-- start --

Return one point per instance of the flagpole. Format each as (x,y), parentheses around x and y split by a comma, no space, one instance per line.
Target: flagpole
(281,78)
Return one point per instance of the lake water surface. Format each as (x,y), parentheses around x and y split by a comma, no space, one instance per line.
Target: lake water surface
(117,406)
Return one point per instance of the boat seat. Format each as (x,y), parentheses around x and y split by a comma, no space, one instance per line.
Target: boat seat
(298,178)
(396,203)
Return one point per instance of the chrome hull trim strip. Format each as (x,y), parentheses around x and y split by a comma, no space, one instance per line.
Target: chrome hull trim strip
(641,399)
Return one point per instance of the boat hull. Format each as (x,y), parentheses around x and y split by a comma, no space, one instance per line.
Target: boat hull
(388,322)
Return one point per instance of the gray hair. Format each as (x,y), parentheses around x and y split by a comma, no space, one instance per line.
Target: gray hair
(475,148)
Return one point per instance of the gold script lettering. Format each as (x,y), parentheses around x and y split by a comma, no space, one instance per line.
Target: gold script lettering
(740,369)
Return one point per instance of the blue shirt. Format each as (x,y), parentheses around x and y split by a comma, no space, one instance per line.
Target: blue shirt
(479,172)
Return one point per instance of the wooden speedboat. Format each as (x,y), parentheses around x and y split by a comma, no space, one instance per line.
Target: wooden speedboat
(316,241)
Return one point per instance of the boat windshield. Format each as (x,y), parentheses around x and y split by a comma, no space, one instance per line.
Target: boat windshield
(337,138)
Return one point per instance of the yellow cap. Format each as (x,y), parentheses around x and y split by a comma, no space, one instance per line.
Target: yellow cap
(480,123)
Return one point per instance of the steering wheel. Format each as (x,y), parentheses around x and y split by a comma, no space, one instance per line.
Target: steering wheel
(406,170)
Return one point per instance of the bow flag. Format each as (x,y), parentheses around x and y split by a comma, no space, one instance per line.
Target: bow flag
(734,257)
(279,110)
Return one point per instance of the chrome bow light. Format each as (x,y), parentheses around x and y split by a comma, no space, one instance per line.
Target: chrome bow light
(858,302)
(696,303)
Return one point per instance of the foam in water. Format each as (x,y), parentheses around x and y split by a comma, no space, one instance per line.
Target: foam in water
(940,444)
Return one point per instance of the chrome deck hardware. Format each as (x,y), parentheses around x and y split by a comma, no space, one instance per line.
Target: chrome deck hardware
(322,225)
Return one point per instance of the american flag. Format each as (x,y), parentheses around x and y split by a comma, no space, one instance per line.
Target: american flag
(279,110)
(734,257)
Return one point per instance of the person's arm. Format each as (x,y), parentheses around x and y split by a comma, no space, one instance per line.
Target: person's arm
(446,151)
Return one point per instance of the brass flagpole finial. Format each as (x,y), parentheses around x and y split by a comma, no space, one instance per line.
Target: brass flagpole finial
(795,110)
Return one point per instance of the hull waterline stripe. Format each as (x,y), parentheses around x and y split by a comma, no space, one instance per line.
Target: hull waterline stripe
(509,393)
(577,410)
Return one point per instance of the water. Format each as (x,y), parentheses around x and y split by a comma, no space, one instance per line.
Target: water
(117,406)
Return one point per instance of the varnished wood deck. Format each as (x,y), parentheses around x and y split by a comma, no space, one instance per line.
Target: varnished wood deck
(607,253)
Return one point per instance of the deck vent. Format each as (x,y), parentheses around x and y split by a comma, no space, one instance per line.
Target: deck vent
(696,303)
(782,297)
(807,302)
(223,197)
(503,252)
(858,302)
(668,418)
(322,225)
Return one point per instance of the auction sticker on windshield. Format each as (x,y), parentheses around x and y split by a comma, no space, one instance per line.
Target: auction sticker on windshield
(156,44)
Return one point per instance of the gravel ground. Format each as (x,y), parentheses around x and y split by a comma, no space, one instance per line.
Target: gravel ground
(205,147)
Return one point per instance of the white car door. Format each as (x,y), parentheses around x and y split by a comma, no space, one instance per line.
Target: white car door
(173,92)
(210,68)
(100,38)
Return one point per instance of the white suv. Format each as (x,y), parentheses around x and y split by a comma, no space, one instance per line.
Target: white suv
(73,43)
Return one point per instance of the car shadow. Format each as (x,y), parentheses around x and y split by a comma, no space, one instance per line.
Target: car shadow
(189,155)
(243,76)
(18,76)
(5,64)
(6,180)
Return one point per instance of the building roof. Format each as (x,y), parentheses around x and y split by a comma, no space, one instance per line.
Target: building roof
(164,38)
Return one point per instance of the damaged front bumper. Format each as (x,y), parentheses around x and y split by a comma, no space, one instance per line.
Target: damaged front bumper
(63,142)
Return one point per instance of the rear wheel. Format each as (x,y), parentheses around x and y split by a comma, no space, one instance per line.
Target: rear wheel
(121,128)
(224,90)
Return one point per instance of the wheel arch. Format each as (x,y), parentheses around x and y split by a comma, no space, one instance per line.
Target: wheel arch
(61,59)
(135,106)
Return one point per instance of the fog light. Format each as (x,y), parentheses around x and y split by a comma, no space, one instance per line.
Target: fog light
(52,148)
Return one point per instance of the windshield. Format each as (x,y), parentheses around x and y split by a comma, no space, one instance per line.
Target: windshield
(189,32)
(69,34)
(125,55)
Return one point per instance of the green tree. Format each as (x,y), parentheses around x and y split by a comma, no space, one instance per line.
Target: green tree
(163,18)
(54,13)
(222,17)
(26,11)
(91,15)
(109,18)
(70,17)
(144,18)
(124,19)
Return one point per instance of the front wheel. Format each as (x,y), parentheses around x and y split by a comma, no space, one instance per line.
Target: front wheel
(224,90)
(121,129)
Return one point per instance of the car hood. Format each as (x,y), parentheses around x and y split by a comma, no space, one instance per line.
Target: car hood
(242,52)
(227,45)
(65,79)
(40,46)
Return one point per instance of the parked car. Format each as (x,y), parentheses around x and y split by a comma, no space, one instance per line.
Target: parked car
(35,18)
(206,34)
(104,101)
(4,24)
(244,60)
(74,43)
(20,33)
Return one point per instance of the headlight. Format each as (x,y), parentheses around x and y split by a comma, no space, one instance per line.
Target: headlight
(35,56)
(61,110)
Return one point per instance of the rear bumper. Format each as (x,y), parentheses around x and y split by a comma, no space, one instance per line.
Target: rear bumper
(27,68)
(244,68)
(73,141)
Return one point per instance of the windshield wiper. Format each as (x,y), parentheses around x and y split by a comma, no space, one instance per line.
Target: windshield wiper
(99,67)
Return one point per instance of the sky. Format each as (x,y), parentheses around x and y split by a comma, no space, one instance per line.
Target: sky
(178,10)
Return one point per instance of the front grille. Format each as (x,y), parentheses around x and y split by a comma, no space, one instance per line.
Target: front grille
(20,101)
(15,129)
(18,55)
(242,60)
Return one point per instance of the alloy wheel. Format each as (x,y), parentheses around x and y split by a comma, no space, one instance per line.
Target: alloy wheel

-- end --

__Your objective__
Set down the listing above in full, please, exactly as it appears.

__Problem solution__
Return one point per instance of the flagpole. Format each as (x,y), parentheses around x and y split by a comma, no space, one instance per line.
Target: flagpole
(281,78)
Return one point per instance of the lake water surface. Format each as (x,y), parentheses around x and y split by a comma, no space, one instance per line.
Target: lake water surface
(117,406)
Return one point per instance of the boat seat. Format each as (x,y), parentheses around x and y split by a comma, no space, one instance per line.
Target: boat seat
(298,178)
(396,203)
Return one point per instance of the chrome hull trim strip. Format each as (x,y), parentheses around x and y split by a comma, no space, one instance per line.
Target: chrome hull trim strip
(641,399)
Return one point per instance of the boat hull. Format each as (x,y), parentheses around x and y split by a comma, no space, one instance per line.
Target: boat hull
(388,322)
Return one point per instance of the gray hair. Format each as (x,y), parentheses around x and y split by a comma, no space, one instance per line.
Target: gray hair
(475,148)
Return one point per instance of the gold script lettering. Format each as (x,y), parentheses around x and y split by a comma, no space, one instance per line.
Target: gold script lettering
(740,369)
Return one point per instance of the blue shirt. Format each as (x,y), parentheses around x and y split by a comma, no space, one instance per line.
Target: blue shirt
(479,172)
Return one point per instance of the wooden speedboat. Format each as (x,y), parentheses around x and y split by a comma, no space, one instance per line.
Target: wooden speedboat
(316,241)
Return one point per instance of the boat windshield. Format each as (x,y), parentheses around x and y split by a comma, no space, one instance per line.
Target: boat windshield
(337,138)
Return one point per instance of the yellow cap. Format each as (x,y), parentheses around x and y split by a comma, no space, one instance per line.
Target: yellow cap
(480,123)
Return one point per instance of the steering wheel. Format each as (x,y), parentheses around x and y split by a comma, no space, one instance per line.
Target: steering wheel
(406,170)
Return one point per instance of the bow flag. Format each as (x,y), parentheses around x and y split by a comma, no space, one instance per line.
Target: bow flag
(734,257)
(279,110)
Return one point per instance of the chrome bow light. Format each as (x,y), parentheses around x and y split by a comma, no space, one instance per line.
Target: chrome bow light
(858,302)
(696,303)
Return one point per instance of the foam in water. Format each as (x,y), parentheses around x and y split by a comma, no space, one instance per line.
Target: foam in water
(940,444)
Return one point per instance of the chrome deck hardware. Format each as (x,y), parentheses around x and y split by a comma, no space, one instance per line.
Target: chrome deck hardware
(322,225)
Return one point per instance of the american flag. Format each as (x,y), parentheses around x and y split by a comma, no space, one instance per line.
Target: american flag
(279,110)
(734,257)
Return one point per instance of the person's arm. Format each as (x,y), parentheses around x and y split by a comma, no space, one instance per line.
Target: person's arm
(446,151)
Return one point per instance of the brass flagpole finial. Format each as (x,y), parentheses around x and y split by a comma, no space, one instance per line.
Target: brass flagpole finial
(795,110)
Return one point per instance of the hull waterline stripe. Format each as (x,y), parentheses around x and y split by a comma, no space, one instance per line.
Target: hull waterline stripe
(509,393)
(577,410)
Return one point per instance of the water. Format each as (x,y), parentheses around x and y split by a comma, no space, one instance per line.
Target: water
(117,406)
Return one point per instance of the varnished wood deck. Format each as (x,y), parentheses around x and y split by a comma, no space, one instance per line.
Target: varnished wood deck
(607,253)
Return one point per instance of the deck vent. Format each as (x,y), parentheses around x and y split by a comma, no space, one instance per line.
Target: deck vent
(696,303)
(782,297)
(807,302)
(223,197)
(503,252)
(858,302)
(668,418)
(322,225)
Return one point per instance of the auction sticker on windshield. Format each as (x,y), parentheses around x and y split by a comma, no space, one instance per line.
Target: auction sticker on windshield
(156,44)
Return one point per instance of the gravel ground. Format each as (x,y), parentheses around x and y split by a comma, no space, one instance per line.
Target: gravel ground
(205,147)
Return one point per instance of the white car door. Format each as (x,y), parentheses around x and y split by a comma, no space, one instance per line.
Target: white car door
(173,92)
(210,68)
(100,38)
Return one point per instance of the white suv. Format each as (x,y), parentheses around x and y split by a comma, no space, one instance per line.
Target: white suv
(73,43)
Return one point per instance of the car shadow. Format each as (x,y), parentheses around x and y split by a comma, no space, one instance per line.
Target: car shadow
(189,155)
(243,76)
(18,76)
(5,64)
(6,180)
Return one point per instance of the building roof. Format each as (x,y), parentheses around x and y split by a comma, no space, one instance per line.
Target: building roof
(164,38)
Return one point per instance of the damaged front bumper. Format each as (x,y), parentheses around x and y split by a comma, no space, one instance per line.
Target: damaged front bumper
(63,142)
Return one point per instance of the rear wheel. Format each as (x,y), parentheses around x and y split by a comma, no space, one instance per line.
Target: rear wheel
(121,128)
(224,90)
Return one point per instance of the wheel arch. Format each as (x,y), parentheses around x and y split by a comma, no space, one instance per line.
Target: wheel arch
(61,59)
(135,106)
Return one point per instance of the fog light. Format each as (x,y), parentheses around x and y split by a comma, no space, one instance per line.
Target: fog light
(52,148)
Return one point per instance of the windshield. Format each as (x,y), parentheses around x and y split by a comma, no space, one instance per line.
Target: windshield
(189,32)
(69,34)
(125,55)
Return one point per instance of the green tree. Format each as (x,y), parentheses around x and y split by a comma, no space, one instance per line.
Target: green tree
(163,18)
(54,13)
(222,17)
(26,11)
(91,15)
(109,18)
(70,17)
(144,18)
(124,19)
Return one point per instance of the front wheel. Format each as (x,y), parentheses around x and y split by a comma, no space, one instance per line.
Target: front wheel
(224,90)
(121,129)
Return one point per instance of the car hood. Format each as (x,y), parentheses around x and y split by a comma, no space, one instance per line.
Target: car hood
(242,52)
(227,45)
(65,79)
(40,46)
Return one point per instance of the parked car. Format each as (x,y), parentheses around x and y split by a comma, no space, one instance per line.
Target: parked car
(35,18)
(206,34)
(104,101)
(4,24)
(244,60)
(74,43)
(20,33)
Return one point per instance of the headlight. Format each as (x,y), parentheses around x and y split by a comma, no space, one instance per line.
Target: headlight
(35,56)
(61,110)
Return one point per instance of the rear bumper. Format each as (x,y), parentheses around x and y split by a comma, no space, one instance per line.
Target: rear bumper
(27,68)
(244,68)
(73,141)
Return one point per instance of the windshield wiper. Format each as (x,y), parentheses around x and y split by a comma, no space, one instance per line.
Target: windshield wiper
(99,67)
Return one point per instance of the sky. Format each as (x,y), parentheses around x and y split by a comma, no space, one instance per line.
Target: sky
(178,10)
Return one point per instance of the front grille. Format each as (x,y), parentheses around x and y split by a comma, no space, one instance per line.
Target: front grille
(20,101)
(15,129)
(18,55)
(242,60)
Return one point per instance of the alloy wheel. Format each as (x,y), parentheses around x and y split by a comma, no space, one instance per line.
Target: alloy wheel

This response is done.